Working data START
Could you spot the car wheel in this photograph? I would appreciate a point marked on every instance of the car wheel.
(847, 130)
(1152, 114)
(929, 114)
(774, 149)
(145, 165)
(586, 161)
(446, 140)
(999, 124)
Working data END
Output the full listing exactly as given.

Expected output.
Could you spot the car wheel in this photograph? I would appreciate a point marked on every instance of the car wheel.
(847, 130)
(1152, 114)
(929, 114)
(774, 149)
(145, 165)
(586, 161)
(446, 140)
(999, 124)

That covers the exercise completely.